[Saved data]
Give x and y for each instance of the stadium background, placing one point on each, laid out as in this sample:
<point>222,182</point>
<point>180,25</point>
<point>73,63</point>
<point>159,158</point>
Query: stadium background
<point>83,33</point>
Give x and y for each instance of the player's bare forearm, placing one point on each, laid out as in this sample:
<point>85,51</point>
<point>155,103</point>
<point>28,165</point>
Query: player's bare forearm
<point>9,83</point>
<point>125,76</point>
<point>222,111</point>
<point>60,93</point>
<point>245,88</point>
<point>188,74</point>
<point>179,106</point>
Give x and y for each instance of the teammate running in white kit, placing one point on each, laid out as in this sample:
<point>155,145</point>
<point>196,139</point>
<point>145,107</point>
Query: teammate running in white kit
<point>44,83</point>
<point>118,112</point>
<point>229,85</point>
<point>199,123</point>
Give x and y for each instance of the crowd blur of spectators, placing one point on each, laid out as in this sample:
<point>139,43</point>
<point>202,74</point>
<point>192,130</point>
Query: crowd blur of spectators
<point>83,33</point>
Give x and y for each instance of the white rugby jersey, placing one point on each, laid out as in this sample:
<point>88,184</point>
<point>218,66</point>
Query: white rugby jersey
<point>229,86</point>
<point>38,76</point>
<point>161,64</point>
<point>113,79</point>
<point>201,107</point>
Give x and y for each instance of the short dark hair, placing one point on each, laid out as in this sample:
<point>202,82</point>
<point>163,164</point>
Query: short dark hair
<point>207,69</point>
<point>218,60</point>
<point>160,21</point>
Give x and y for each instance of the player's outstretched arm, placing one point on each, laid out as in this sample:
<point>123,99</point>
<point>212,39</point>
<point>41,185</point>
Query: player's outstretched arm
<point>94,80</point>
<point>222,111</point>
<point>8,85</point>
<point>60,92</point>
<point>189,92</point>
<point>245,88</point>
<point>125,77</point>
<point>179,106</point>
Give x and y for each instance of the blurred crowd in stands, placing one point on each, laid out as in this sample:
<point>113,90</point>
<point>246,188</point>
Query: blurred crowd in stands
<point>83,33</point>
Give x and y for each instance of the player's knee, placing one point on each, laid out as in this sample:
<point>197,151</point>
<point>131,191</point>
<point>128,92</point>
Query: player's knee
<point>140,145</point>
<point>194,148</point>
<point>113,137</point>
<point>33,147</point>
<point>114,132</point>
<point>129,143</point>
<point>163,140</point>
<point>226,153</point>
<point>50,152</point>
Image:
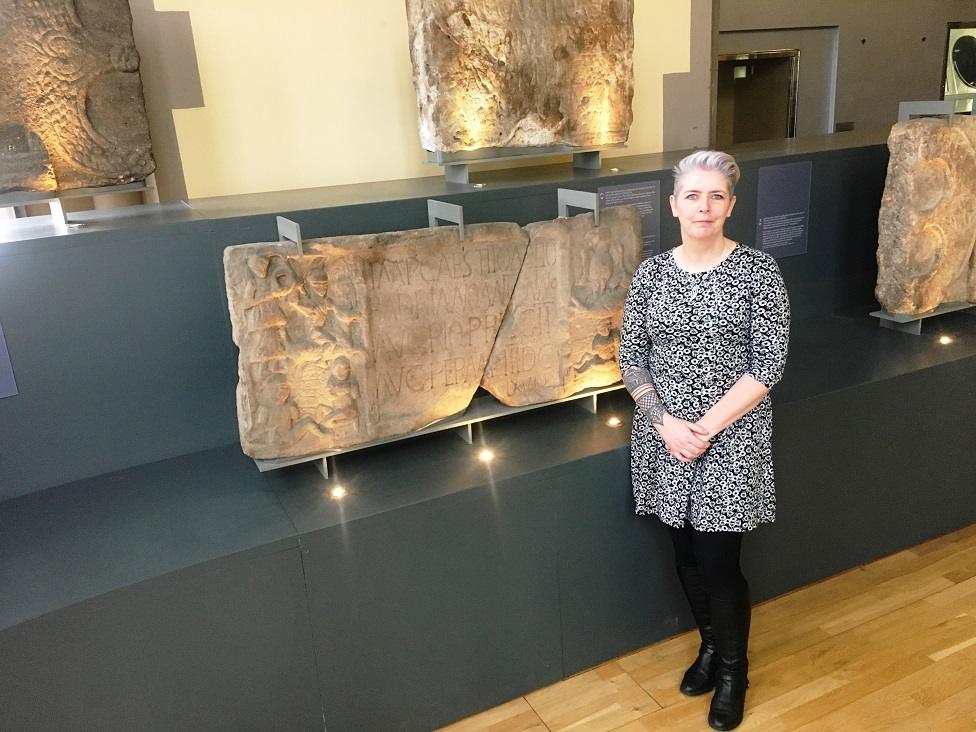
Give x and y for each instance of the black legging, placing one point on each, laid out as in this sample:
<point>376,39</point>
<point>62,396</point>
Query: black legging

Problem details
Please repeat every one of the lines above word for word, leaving out any pictures.

Task response
Give x and y for each instance of the stadium background, placing one point on each, laid out as in this sample:
<point>222,182</point>
<point>180,25</point>
<point>73,63</point>
<point>159,158</point>
Query: stadium background
<point>83,33</point>
Give x and y for each instance of the player's bare forearm, placing one point on each, laid out as in this sample:
<point>85,51</point>
<point>155,103</point>
<point>28,165</point>
Query: player's bare forearm
<point>9,83</point>
<point>125,76</point>
<point>222,111</point>
<point>60,93</point>
<point>245,88</point>
<point>188,74</point>
<point>179,106</point>
Give x and y for each instance of the teammate running in white kit, placing one point on each, laid out as in this sample:
<point>155,145</point>
<point>196,139</point>
<point>145,107</point>
Query: teammate running in white kit
<point>44,83</point>
<point>118,112</point>
<point>229,85</point>
<point>199,123</point>
Give x and y for each instance of the crowd blur of spectators, placing one point on each, laid out as in this sample:
<point>139,43</point>
<point>202,74</point>
<point>192,130</point>
Query: crowd blur of spectators
<point>83,33</point>
Give x and y for each instance of the white rugby jersey, placing one point on each, laid out as in this sample:
<point>88,184</point>
<point>218,66</point>
Query: white rugby jersey
<point>229,86</point>
<point>38,76</point>
<point>161,64</point>
<point>113,79</point>
<point>201,107</point>
Give x and y for each instance of the short dark hair, placing one point on each, laid out as in this sample:
<point>202,82</point>
<point>163,164</point>
Query: short dark hair
<point>207,69</point>
<point>218,60</point>
<point>160,21</point>
Give x and y for each instance of the player's outstretched arm, placing one point on each, laid out as in this sample:
<point>123,99</point>
<point>212,39</point>
<point>41,185</point>
Query: player's outstretched arm
<point>94,80</point>
<point>222,111</point>
<point>8,85</point>
<point>60,92</point>
<point>189,92</point>
<point>245,88</point>
<point>125,77</point>
<point>179,106</point>
Give x and y for each instance of the blurred crowd in stands, placing one point on each, laid out as in this sample:
<point>113,90</point>
<point>246,188</point>
Query: blurred crowd in stands
<point>83,33</point>
Give x and y for each instance of the player's knee, placing one point on each, laid out as in this sample:
<point>197,151</point>
<point>131,191</point>
<point>128,92</point>
Query: player's knee
<point>140,145</point>
<point>194,148</point>
<point>113,137</point>
<point>33,147</point>
<point>114,132</point>
<point>129,143</point>
<point>163,140</point>
<point>226,153</point>
<point>50,152</point>
Image:
Give x and y for each instance of the black legging, placing one point on each, laid out as in this sample:
<point>376,39</point>
<point>62,396</point>
Query: black legging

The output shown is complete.